# Hello From Kentucky



## Taysmache (Feb 14, 2011)

I swear I have all my teeth! LOL. My name is Seante, pronounced Sean+ Tay, and I am obsessed with Halloween and horror. I began building my own props last year when I decided to host my first annual Halloween Party. My husband and I sat down and thought up a plan and I began the process. Things would have been a lot better had I not been in a car wreck and also hadn't waited to the 2 months before to plan, LOL. This year I am getting started EARLY. I also made some props for a haunt in Shepherdsville, Ky called Wolf Creek Haunted Forest. They are pretty cool people. This year I am expanding my talents of paper mache and venturing into other mediums. I'm excited to be joining hauntforum! Happy Hauntings everyone!


----------



## Frighteners Entertainment (Jan 24, 2006)

Welcome welcome


----------



## Spooky1 (Aug 25, 2008)

Welcome to the forum, sounds like you'll fit right in.


----------



## Johnny Thunder (Feb 24, 2006)

Welcome.


----------



## Evil Queen (Mar 8, 2008)




----------



## hedg12 (Jul 6, 2008)

Welcome!


----------



## beelce (Jul 21, 2007)

good to have you seante


----------



## Goblin (Jun 3, 2009)




----------



## Vlad (Aug 2, 2005)

Welcome to the forum Seante


----------



## Taysmache (Feb 14, 2011)

Thanks everyone! I'm pleased to be here.


----------



## The Halloween Lady (Aug 18, 2010)




----------



## Death's Door (Mar 22, 2006)

Hello and welcome to the forum!!!!!


----------



## fick209 (Aug 31, 2009)

Welcome to the forum!


----------



## Hauntiholik (May 17, 2006)

Welcome to the forum


----------



## SPOOKY J (Nov 20, 2009)

Hello and Welcome!


----------



## dynoflyer (Oct 8, 2006)

Welcome!


----------



## Lunatic (Oct 3, 2006)

Welcome to the forum Taysmache! Nice to have you here. Can't wait to see some of your work.


----------



## niblique71 (Dec 2, 2009)

Welcome Seante, You're gonna love this forum


----------



## scareme (Aug 29, 2006)

Hi and welcome to the forum.


----------



## ScreamingScarecrow (Oct 1, 2008)

ScreamingScarecrow Screams&#8230;


----------



## ELH Erin Loves Halloween (Feb 19, 2009)

I live in Louisville KY and I have heard of that haunt you are talking about. I have never been to it though! Great to see a fellow Kentuckian on here.


----------



## Rahnefan (May 1, 2009)

Welcome!
MORE SOUTHERN HAUNTERS


----------

• [Stated exercise a]:
Retype part of the forum thread word for word, beginning at the words "I swear I have" and stopping after the words "Happy Hauntings everyone!".

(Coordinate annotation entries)
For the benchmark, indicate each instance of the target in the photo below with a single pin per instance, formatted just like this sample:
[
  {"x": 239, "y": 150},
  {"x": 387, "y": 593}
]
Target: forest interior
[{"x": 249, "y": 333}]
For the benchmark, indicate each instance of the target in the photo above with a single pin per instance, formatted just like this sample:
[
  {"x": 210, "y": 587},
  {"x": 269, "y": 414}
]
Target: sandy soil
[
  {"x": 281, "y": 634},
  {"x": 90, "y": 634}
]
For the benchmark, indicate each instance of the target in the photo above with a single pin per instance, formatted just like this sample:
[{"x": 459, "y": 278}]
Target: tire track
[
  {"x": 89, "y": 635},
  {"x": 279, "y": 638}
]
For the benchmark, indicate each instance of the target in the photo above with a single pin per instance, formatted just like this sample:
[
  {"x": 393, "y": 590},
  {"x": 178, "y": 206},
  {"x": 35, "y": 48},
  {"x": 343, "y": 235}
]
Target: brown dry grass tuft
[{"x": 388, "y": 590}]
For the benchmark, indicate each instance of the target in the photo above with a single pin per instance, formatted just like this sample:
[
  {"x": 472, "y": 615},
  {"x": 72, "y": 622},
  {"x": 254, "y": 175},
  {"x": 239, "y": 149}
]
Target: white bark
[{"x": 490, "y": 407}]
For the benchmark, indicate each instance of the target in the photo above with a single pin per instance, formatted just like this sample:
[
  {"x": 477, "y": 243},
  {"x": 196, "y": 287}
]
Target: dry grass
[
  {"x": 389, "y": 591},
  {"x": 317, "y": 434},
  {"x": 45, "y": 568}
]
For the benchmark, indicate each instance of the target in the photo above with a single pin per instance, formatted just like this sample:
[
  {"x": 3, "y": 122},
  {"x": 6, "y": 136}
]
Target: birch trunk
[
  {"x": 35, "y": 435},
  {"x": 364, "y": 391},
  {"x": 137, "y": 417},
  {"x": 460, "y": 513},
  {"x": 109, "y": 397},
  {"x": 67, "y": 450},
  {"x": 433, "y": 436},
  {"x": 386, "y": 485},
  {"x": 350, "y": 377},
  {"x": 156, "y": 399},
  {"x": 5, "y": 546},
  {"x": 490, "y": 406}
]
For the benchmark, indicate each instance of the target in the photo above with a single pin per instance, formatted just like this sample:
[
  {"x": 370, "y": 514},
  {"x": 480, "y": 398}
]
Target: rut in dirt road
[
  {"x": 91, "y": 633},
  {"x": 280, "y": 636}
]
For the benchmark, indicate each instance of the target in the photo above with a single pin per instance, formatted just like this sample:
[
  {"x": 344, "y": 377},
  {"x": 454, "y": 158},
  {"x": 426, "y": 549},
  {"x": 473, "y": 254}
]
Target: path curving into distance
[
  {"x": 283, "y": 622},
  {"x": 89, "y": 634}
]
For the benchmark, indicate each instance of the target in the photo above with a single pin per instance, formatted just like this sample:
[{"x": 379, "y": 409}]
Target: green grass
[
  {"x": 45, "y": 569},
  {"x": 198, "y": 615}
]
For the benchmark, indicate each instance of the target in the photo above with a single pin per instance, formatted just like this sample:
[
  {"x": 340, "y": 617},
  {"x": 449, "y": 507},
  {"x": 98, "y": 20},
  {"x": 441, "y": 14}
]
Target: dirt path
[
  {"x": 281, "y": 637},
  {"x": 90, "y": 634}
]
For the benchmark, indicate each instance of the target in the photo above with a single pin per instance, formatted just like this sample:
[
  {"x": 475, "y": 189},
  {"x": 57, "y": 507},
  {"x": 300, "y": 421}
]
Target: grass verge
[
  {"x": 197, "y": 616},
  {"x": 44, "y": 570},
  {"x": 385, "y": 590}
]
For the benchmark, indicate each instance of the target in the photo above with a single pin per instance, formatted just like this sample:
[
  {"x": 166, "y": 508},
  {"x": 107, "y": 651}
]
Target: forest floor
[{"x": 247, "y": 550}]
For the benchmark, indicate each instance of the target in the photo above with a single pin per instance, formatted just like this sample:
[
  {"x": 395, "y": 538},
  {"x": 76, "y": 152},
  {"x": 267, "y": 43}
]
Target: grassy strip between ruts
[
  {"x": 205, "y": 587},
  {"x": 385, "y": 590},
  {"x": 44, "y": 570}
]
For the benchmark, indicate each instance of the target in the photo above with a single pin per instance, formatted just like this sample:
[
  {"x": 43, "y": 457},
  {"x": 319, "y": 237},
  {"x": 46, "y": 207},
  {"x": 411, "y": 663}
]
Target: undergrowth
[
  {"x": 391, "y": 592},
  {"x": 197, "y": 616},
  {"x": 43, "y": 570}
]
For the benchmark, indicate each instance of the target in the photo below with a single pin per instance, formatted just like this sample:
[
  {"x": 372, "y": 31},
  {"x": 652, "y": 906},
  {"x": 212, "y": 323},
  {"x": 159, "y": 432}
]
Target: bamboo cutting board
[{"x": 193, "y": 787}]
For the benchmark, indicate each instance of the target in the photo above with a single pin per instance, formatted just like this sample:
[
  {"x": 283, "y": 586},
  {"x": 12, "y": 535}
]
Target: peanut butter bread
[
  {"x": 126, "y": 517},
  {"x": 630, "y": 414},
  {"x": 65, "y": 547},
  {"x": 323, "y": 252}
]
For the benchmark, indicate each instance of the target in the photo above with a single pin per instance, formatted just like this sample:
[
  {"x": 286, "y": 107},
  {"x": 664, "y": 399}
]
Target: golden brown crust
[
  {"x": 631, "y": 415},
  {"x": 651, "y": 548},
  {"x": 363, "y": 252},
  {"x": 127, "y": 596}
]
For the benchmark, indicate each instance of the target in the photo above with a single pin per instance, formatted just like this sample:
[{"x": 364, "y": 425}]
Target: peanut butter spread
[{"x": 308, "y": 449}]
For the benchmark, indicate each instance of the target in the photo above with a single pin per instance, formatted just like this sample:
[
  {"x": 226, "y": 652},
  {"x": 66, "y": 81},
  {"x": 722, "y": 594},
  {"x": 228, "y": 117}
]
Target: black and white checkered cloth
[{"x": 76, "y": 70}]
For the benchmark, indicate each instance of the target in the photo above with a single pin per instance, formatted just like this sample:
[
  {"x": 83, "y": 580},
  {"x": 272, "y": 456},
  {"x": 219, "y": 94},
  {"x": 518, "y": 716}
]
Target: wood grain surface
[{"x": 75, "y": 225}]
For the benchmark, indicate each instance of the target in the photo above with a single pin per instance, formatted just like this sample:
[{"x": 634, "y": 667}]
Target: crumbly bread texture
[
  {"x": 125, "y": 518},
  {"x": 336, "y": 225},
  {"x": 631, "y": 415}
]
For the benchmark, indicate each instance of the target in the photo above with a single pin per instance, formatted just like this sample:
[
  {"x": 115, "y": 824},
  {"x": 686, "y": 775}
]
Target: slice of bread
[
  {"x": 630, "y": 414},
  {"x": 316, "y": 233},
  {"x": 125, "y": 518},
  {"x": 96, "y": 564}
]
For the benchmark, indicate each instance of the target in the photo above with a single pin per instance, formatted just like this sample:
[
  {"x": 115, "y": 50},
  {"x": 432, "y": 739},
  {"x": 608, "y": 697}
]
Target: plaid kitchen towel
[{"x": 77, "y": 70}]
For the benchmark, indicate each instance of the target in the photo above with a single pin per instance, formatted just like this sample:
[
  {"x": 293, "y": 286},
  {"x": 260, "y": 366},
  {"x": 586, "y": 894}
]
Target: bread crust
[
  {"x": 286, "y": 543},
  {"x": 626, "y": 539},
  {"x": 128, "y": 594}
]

• [Stated exercise b]:
How many lines of the records contain the string "brown"? Treat case as significant, and reply with the number alone.

• [Exercise solution a]:
I swear I have all my teeth! LOL. My name is Seante, pronounced Sean+ Tay, and I am obsessed with Halloween and horror. I began building my own props last year when I decided to host my first annual Halloween Party. My husband and I sat down and thought up a plan and I began the process. Things would have been a lot better had I not been in a car wreck and also hadn't waited to the 2 months before to plan, LOL. This year I am getting started EARLY. I also made some props for a haunt in Shepherdsville, Ky called Wolf Creek Haunted Forest. They are pretty cool people. This year I am expanding my talents of paper mache and venturing into other mediums. I'm excited to be joining hauntforum! Happy Hauntings everyone!

• [Exercise solution b]:
2